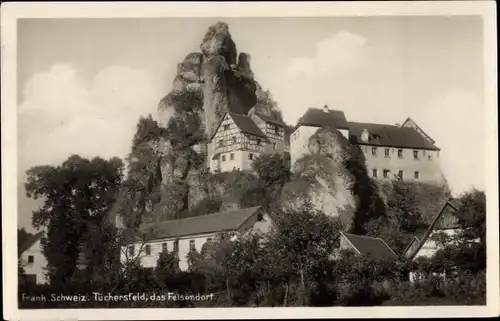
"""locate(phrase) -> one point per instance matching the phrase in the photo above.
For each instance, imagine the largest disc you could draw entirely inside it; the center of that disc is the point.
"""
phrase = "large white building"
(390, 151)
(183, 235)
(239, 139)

:::::

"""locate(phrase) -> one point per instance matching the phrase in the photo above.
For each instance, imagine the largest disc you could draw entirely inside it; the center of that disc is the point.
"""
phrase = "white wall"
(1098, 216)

:::::

TASK DIRECTIONS => How many lines in the items above contain the string "phrase", with case counting? Give only the number.

ANSWER TO THIS PROBLEM => 4